● Excerpted passage

During World War II, she wrote patriotic anti-Nazi poetry, often directly addressed to the leader of the Soviet Union, Joseph Stalin. She also worked as a Western Front correspondent for the newspaper Komsomolskaya Pravda. In 1949, she was awarded the Stalin Prize for her book Poetry for Children.

During the 1960s, Barto worked in an orphanage that inspired her to write the poem Zvenigorod (Звенигород, written in 1947, first published in 1966). For nine years, Barto was the anchor of the radio program Find a Person (Найти человека), which helped people find family members lost during World War II. During that time she helped to reunite no fewer than a thousand families. She wrote a book about it in 1966. In 1977, she published Translations from the Children's Language (Переводы с детского) composed of her translations of poetry written by children of different countries.

● Given entries

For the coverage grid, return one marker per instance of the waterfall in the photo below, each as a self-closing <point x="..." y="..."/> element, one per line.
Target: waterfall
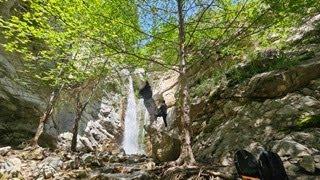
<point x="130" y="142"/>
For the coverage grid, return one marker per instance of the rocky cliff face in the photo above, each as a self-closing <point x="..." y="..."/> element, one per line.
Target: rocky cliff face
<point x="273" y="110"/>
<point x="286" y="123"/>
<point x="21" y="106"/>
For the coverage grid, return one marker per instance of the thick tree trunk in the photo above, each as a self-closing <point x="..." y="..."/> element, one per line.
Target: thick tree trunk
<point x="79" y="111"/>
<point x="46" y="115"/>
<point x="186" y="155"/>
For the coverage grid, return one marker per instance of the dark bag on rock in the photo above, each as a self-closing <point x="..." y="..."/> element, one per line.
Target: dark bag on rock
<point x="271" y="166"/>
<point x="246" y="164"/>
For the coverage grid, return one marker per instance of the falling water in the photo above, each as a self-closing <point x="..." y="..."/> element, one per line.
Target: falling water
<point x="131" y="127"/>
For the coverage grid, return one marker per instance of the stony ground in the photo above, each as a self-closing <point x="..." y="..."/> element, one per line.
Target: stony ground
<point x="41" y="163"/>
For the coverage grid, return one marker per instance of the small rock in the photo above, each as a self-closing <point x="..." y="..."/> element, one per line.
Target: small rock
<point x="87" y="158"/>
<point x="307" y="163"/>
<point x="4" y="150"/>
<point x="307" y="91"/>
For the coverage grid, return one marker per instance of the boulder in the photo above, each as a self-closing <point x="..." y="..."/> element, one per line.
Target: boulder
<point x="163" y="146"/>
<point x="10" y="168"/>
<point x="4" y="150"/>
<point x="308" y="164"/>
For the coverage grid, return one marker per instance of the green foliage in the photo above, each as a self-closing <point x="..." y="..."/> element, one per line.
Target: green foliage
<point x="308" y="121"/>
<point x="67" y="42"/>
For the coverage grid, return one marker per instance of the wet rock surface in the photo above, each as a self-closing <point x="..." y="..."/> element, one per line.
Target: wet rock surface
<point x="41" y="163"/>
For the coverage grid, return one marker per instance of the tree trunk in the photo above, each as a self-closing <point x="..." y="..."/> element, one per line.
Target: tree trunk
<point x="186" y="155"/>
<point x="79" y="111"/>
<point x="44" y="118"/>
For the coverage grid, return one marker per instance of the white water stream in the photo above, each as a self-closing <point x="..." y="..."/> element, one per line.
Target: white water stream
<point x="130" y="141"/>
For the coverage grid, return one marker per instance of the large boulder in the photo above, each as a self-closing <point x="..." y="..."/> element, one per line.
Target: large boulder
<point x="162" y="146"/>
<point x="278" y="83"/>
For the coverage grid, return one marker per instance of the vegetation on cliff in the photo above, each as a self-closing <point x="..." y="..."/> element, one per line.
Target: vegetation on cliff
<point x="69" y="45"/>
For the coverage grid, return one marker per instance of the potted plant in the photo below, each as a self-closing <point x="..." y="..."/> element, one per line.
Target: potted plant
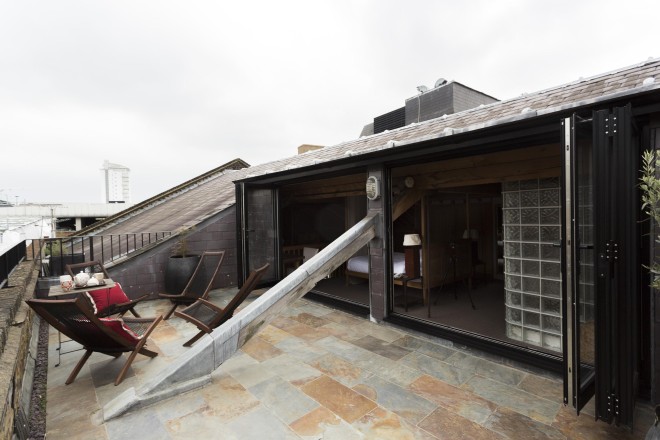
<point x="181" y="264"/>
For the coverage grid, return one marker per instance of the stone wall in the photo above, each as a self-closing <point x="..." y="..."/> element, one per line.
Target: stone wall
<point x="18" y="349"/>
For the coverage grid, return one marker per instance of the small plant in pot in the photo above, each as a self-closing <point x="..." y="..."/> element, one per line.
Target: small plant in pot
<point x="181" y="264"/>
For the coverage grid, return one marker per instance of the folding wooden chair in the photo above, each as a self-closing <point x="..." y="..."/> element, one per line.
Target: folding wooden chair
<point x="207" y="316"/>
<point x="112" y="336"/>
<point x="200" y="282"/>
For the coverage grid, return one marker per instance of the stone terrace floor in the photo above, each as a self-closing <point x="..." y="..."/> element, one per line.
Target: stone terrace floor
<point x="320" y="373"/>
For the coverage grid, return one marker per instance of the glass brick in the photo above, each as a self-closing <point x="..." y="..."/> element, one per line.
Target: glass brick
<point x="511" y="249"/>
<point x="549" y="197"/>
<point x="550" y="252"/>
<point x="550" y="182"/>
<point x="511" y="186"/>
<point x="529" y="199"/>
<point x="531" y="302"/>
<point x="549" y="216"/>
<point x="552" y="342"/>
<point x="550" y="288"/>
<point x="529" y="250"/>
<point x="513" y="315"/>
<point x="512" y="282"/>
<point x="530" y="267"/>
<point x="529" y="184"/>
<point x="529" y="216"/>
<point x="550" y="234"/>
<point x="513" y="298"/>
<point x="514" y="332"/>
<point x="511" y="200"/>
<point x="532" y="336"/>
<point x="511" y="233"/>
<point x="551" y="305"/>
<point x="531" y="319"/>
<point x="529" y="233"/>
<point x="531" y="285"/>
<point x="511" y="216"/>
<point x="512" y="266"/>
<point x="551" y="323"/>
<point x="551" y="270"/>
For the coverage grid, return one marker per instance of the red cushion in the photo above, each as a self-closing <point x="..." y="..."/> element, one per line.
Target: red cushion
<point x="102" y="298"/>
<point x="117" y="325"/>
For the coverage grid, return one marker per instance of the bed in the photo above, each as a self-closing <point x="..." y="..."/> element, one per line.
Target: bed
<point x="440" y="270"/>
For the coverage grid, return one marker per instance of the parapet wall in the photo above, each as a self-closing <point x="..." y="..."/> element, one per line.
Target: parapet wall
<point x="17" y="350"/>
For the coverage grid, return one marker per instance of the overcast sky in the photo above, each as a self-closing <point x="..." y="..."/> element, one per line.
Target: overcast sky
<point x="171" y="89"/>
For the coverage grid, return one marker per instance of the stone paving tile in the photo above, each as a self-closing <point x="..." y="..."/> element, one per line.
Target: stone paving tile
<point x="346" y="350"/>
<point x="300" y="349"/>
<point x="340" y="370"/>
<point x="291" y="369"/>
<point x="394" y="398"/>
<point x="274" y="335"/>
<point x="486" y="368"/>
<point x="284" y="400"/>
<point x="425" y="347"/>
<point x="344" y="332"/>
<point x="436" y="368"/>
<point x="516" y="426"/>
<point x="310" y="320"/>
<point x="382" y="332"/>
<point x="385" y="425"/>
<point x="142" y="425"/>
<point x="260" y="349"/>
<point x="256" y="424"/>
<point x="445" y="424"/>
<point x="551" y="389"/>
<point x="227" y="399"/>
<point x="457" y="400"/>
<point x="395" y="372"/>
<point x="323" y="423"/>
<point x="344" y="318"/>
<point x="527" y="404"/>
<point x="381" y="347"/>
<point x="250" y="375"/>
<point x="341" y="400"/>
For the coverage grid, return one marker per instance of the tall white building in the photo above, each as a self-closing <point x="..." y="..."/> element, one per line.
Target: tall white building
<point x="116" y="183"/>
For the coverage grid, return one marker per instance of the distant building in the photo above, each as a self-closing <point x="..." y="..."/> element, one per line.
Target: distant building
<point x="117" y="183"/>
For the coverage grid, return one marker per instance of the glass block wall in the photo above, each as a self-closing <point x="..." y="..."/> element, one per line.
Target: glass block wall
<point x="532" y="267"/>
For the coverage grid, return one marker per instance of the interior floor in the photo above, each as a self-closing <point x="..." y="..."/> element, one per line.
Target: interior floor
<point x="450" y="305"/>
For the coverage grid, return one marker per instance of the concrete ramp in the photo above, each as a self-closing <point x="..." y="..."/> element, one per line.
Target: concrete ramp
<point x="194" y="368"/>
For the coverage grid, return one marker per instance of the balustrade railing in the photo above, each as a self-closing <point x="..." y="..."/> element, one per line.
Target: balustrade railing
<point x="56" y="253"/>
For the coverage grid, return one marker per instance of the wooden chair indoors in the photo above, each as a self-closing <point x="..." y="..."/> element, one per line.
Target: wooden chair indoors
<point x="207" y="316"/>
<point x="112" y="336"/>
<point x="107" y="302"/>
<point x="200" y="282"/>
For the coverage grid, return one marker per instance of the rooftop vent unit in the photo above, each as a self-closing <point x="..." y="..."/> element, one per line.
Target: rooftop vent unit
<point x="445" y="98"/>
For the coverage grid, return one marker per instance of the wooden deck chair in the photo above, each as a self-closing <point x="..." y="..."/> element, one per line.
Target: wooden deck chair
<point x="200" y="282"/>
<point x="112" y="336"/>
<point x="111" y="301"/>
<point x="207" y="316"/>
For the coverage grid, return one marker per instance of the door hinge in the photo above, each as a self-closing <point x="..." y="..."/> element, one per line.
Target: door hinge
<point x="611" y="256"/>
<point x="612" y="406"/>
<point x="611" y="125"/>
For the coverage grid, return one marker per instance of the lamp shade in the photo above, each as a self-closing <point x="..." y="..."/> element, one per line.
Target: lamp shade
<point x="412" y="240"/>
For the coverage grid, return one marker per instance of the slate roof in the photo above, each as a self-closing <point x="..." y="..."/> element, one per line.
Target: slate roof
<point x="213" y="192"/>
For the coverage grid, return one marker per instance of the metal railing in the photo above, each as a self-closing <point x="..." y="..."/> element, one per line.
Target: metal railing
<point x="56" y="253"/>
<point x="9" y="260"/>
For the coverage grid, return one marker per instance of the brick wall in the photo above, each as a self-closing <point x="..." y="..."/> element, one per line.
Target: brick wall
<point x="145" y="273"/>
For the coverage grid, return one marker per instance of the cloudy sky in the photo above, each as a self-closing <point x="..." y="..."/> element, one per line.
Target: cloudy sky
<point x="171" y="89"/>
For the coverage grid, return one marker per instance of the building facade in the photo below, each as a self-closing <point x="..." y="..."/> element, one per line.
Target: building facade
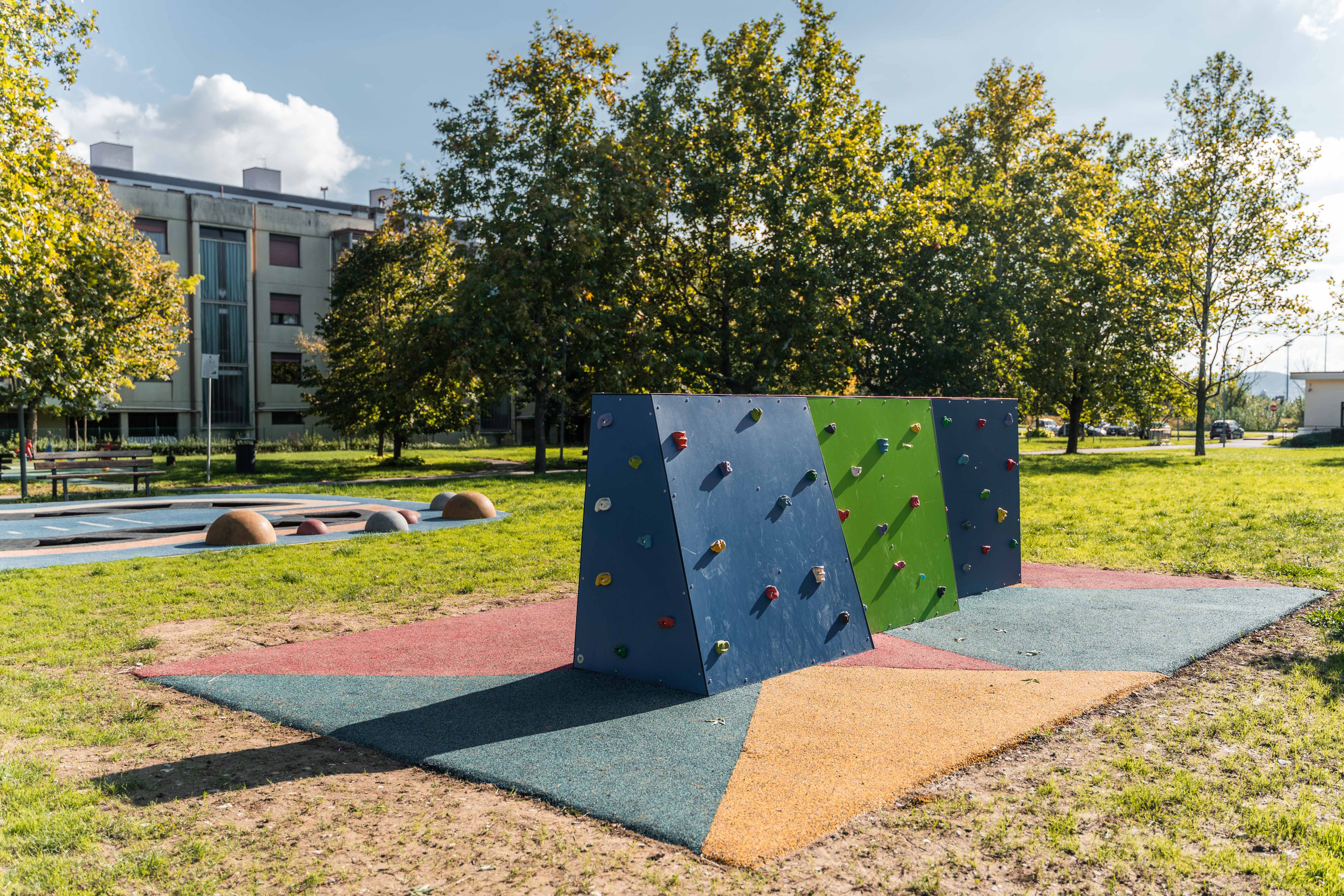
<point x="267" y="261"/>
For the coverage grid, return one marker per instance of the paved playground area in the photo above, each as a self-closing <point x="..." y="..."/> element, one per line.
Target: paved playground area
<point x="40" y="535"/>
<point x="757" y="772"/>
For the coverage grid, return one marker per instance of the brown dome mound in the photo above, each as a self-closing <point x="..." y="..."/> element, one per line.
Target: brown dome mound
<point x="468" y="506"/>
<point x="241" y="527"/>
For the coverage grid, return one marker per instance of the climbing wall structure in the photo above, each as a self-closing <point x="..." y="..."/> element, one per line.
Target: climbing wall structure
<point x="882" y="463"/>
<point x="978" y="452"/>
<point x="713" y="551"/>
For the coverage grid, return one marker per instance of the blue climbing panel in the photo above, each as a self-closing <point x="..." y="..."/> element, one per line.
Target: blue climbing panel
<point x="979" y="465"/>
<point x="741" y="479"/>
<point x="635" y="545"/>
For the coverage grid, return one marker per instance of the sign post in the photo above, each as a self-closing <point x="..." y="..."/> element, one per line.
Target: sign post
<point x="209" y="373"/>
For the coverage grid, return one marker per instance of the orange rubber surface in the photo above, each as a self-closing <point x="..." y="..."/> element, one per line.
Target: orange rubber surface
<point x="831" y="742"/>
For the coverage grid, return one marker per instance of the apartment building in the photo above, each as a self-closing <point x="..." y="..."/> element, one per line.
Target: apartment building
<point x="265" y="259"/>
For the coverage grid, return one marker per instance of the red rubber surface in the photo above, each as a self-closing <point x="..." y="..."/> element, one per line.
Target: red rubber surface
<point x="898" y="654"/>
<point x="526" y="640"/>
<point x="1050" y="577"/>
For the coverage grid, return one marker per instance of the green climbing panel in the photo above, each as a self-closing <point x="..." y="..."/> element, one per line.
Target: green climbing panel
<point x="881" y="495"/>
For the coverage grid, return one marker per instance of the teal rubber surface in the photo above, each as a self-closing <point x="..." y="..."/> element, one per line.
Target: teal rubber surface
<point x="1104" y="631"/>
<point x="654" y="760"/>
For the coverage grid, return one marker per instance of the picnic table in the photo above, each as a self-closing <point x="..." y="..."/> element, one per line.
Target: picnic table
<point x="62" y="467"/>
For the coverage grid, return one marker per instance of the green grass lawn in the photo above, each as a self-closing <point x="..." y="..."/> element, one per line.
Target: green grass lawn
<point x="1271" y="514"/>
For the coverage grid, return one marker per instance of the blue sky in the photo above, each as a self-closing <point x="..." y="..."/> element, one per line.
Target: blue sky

● Work task 1
In the passage about Barto, for how many years did she anchor the radio program Find a Person?
● Work task 2
Write a continuation of the passage about Barto, picking up after its last sentence.
The rows have no connection to the passage about Barto.

● Task result 1
Nine years.

● Task result 2
She was the author of the script for the children's films Foundling (Подкидыш, 1940), An Elephant and a Rope (Слон и верёвочка) 1945, Alyosha Ptitsyn builds his character (Алёша Птицын вырабатывает характер), 1953, 10,000 Boys (10 000 мальчиков), 1962, Find a Person (Найти человека), 1973.

==Personal life==
She lived at the House of Writers in Moscow. She died in Moscow in 1981 and buried at the Novodevichy Cemetery.

==Awards and honours==
- Order of Lenin
- Order of the October Revolution
- Two Orders of the Red Banner of Labour
- Order of the Badge of Honour
- Medal "For the Salvation of the Drowning"
- Order of the Smile (Poland)
- 1950: Stalin Prize of second degree
- 1972: Lenin Prize
- Medal "For Valiant Labour in the Great Patriotic War 1941–1945"
- Medal "In Commemoration of the 800th Anniversary of Moscow"
- Miner's Glory Medal
- 1976: Hans Christian Andersen Award.
- Barto crater on Venus was named after her in 1985.
- A minor planet 2279 Barto discovered in 1968 by Soviet astronomer Lyudmila Chernykh was also named in her honor.